Short exercise 1 ▸ According to the guide on approximating p-values from t-tables, what reference value corresponds to an upper-tail probability of 0.025 in the row with 9 degrees of freedom?
Short exercise 2 ▸ Transcribe the passage of the guide on approximating p-values from t-tables starting at "Steps for Computing" and ending at "of the columns.".

Selected extract ▸
Approximate \(p\)-values using \(t\)-tables
STAT 205: Introduction to Mathematical Statistics
The document explains how we can approximate \(p\)-values from the \(t\)-table.
Steps for Computing \(p\)-values from \(t\)-tables
Step 1: Locate your degrees of freedom
Find the row in the table that matches your degrees of freedom (\(\nu\)).
Step 2: Find the reference \(t\)-values
On the row for your chosen \(\nu\), you’ll find five reference values corresponding to common upper-tail probabilities:
\[ t_{0.1}, t_{0.05}, t_{0.025}, t_{0.01}, t_{0.005} \]
For example, if we examine the row of the \(t\)-table with 9 degrees of freedom, we get the reference values: \(t_{0.1} = 1.383, t_{0.05}= 1.833, t_{0.025} = 2.262, t_{0.01} = 2.821, t_{0.005} = 3.25\)
Step 3: Compare your test statistic \(t_\text{obs}\) to the reference values
For upper-tailed \(p\)-values
- If \(t_{\text{obs}}\) falls between two reference values in the row → the \(p\)-value falls between the corresponding probabilities shown at the top of the columns.

Dataset content ▸
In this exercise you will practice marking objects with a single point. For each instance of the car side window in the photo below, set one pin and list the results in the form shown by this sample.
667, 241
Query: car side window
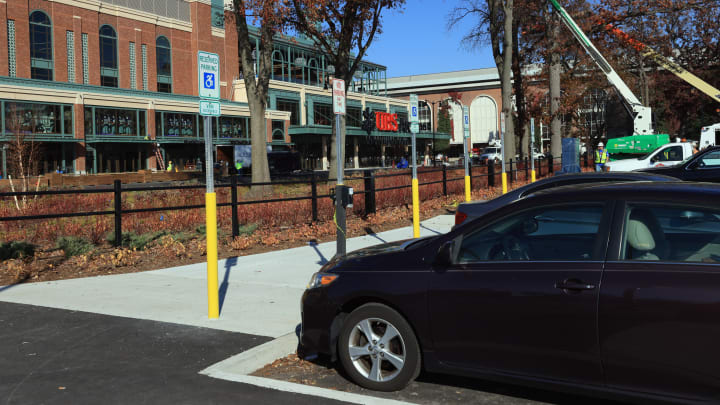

Reply 1 ▸ 2.262

Reply 2 ▸
Steps for Computing \(p\)-values from \(t\)-tables
Step 1: Locate your degrees of freedom
Find the row in the table that matches your degrees of freedom (\(\nu\)).
Step 2: Find the reference \(t\)-values
On the row for your chosen \(\nu\), you’ll find five reference values corresponding to common upper-tail probabilities:
\[ t_{0.1}, t_{0.05}, t_{0.025}, t_{0.01}, t_{0.005} \]
For example, if we examine the row of the \(t\)-table with 9 degrees of freedom, we get the reference values: \(t_{0.1} = 1.383, t_{0.05}= 1.833, t_{0.025} = 2.262, t_{0.01} = 2.821, t_{0.005} = 3.25\)
Step 3: Compare your test statistic \(t_\text{obs}\) to the reference values
For upper-tailed \(p\)-values
- If \(t_{\text{obs}}\) falls between two reference values in the row → the \(p\)-value falls between the corresponding probabilities shown at the top of the columns.